**WORK TASK**
Copy the passage about AI preparing experts from "At Optum, we" to "of information gathering.", renaming "clinical digests" as "clinical summaries".

The RM no longer spent 45 minutes hunting. They spent 10 minutes reviewing an AI-generated brief. Preparation time dropped by 75%. But more importantly, the quality improved. The AI could spot patterns and connections that a human might miss when looking at fragmented sources. It could reference details from two years ago that a human would have forgotten.

At Optum, we built a care summary engine that could parse multiple data sources and create unified clinical digests. What took 60 minutes of manual reading now took 15 minutes of reviewing a synthesis. Care coordinators had cognitive capacity back. They could focus on patient conversation strategy instead of information gathering.

At the SaaS company, we built a deal orchestration layer that would ingest account intelligence and create buyer-specific narratives. Sales executives could review an AI-generated account brief in minutes instead of spending hours doing research. They walked into meetings informed and confident.

The Pattern in the Solution

The pattern across these solutions is consistent. GenAI does not replace the expert. It prepares them. It handles the mechanical cognitive work of finding, reading, and organizing information. The human expert then applies judgment, builds relationships, and creates value.

[Image-grounded pointing records]
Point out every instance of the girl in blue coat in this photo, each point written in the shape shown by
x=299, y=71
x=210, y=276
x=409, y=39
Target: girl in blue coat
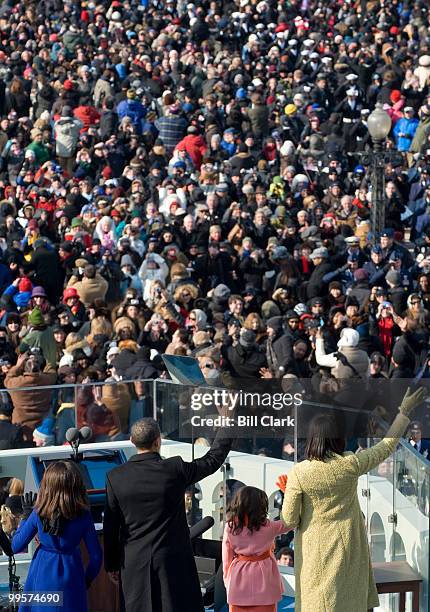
x=61, y=519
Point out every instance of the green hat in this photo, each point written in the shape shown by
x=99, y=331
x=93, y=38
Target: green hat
x=76, y=222
x=36, y=318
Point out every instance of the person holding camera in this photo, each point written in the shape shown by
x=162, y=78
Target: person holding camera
x=32, y=406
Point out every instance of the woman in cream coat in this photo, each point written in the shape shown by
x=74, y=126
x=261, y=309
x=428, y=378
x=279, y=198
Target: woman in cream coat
x=332, y=561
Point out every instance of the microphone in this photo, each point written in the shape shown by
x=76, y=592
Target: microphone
x=72, y=435
x=5, y=544
x=85, y=433
x=199, y=528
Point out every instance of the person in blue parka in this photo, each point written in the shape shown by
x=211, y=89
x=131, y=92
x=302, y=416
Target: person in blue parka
x=61, y=519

**EXERCISE RESPONSE**
At Optum, we built a care summary engine that could parse multiple data sources and create unified clinical summaries. What took 60 minutes of manual reading now took 15 minutes of reviewing a synthesis. Care coordinators had cognitive capacity back. They could focus on patient conversation strategy instead of information gathering.